→ **Task prompt**
State only how many lines below include the word "young".

→ **Provided data**
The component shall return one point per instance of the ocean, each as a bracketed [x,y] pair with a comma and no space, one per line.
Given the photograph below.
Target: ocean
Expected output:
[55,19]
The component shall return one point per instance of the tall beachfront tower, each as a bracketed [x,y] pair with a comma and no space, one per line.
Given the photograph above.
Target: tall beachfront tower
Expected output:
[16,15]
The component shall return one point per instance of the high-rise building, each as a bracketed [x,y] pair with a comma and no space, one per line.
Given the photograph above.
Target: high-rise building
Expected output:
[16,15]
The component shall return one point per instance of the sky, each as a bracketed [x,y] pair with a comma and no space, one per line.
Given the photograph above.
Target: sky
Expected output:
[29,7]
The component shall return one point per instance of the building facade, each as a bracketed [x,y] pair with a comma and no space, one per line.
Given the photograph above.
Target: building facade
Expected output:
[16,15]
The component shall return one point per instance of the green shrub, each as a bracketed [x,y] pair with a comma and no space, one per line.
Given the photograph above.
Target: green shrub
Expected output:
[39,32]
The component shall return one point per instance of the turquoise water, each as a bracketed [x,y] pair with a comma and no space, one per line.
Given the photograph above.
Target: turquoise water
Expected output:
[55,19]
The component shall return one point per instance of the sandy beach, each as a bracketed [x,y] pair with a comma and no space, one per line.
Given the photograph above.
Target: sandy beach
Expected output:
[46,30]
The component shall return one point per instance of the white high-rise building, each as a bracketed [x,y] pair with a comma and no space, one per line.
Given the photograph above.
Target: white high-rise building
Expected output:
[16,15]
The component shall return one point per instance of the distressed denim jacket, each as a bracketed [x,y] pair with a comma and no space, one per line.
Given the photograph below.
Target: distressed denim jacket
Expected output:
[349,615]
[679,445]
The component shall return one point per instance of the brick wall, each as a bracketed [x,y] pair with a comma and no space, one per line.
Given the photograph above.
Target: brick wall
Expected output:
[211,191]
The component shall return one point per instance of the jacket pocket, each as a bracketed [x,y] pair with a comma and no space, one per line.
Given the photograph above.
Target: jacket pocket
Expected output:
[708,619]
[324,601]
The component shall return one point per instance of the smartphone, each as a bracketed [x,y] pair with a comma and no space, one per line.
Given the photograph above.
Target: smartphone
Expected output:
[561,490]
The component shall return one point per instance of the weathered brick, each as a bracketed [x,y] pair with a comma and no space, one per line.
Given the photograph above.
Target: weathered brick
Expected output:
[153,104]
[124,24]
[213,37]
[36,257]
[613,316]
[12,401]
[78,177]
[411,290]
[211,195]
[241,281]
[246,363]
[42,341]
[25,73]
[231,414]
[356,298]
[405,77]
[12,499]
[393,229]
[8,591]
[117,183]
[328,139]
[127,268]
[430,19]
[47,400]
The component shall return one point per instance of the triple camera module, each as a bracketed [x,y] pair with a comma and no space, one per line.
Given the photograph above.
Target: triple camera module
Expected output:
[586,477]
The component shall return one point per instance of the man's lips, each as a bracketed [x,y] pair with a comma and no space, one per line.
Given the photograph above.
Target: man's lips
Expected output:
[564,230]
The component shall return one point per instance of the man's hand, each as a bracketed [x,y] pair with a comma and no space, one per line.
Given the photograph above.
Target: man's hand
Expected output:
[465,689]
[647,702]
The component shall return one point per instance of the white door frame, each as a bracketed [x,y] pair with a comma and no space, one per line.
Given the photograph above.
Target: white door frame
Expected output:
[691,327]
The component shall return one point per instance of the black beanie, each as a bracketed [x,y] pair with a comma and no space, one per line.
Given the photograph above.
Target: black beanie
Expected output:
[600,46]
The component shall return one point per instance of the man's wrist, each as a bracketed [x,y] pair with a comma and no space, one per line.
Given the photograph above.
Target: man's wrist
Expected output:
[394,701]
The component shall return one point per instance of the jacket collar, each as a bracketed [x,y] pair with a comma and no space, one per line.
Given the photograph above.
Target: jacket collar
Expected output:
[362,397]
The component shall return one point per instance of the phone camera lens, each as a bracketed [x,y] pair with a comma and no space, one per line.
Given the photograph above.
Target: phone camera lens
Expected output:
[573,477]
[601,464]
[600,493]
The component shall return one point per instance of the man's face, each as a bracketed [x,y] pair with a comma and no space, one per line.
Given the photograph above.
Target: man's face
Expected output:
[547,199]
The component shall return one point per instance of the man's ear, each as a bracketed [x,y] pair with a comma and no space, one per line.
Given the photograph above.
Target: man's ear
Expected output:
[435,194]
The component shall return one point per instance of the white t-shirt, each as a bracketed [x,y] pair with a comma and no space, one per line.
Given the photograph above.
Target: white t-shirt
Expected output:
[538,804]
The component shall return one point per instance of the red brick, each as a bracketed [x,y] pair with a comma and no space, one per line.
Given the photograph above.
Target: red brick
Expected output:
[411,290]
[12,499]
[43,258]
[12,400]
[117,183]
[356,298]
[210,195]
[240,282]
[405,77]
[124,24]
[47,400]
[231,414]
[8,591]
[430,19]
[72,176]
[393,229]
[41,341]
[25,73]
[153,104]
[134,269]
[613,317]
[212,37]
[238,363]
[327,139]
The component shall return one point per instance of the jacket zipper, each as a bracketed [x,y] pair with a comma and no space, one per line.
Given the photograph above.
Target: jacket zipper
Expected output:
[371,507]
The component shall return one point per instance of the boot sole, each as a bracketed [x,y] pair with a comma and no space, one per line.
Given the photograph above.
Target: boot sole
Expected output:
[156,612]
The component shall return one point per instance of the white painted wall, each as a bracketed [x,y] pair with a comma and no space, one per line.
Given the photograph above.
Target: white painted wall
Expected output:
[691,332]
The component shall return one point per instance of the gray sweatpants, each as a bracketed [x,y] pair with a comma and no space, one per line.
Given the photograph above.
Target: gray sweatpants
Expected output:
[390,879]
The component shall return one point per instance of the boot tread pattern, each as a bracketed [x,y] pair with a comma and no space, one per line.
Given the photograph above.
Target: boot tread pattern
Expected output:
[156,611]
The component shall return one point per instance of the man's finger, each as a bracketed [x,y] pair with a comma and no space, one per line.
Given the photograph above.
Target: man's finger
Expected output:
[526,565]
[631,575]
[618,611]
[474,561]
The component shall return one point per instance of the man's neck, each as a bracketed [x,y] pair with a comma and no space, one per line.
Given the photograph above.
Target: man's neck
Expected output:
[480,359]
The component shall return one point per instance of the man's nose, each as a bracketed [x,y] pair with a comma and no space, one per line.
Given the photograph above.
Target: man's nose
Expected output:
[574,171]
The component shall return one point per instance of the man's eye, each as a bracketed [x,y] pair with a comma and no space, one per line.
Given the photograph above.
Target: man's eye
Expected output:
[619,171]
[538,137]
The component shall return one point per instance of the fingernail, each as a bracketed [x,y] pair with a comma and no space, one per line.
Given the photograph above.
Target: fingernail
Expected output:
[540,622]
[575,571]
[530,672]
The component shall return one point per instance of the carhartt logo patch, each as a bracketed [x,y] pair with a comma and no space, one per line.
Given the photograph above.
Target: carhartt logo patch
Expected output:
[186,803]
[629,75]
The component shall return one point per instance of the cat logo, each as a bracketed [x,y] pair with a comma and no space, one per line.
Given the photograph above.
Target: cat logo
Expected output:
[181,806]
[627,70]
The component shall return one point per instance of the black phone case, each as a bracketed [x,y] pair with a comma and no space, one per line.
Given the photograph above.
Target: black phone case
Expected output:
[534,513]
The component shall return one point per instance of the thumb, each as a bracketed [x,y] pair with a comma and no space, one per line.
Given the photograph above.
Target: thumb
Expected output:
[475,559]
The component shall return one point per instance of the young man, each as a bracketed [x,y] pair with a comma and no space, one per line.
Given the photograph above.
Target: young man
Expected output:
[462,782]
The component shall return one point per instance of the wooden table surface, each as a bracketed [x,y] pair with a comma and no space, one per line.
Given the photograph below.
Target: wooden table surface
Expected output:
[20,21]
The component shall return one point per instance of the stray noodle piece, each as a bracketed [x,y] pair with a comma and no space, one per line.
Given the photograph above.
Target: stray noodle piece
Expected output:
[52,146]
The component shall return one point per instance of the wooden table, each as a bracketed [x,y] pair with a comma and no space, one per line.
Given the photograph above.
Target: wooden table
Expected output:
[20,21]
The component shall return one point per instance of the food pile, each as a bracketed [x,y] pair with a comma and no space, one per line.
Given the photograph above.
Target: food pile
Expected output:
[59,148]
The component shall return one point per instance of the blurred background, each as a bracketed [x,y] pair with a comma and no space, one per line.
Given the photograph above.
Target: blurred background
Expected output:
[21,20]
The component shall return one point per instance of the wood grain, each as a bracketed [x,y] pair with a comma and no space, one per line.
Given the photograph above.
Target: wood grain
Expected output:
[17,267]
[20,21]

→ **Exercise result**
2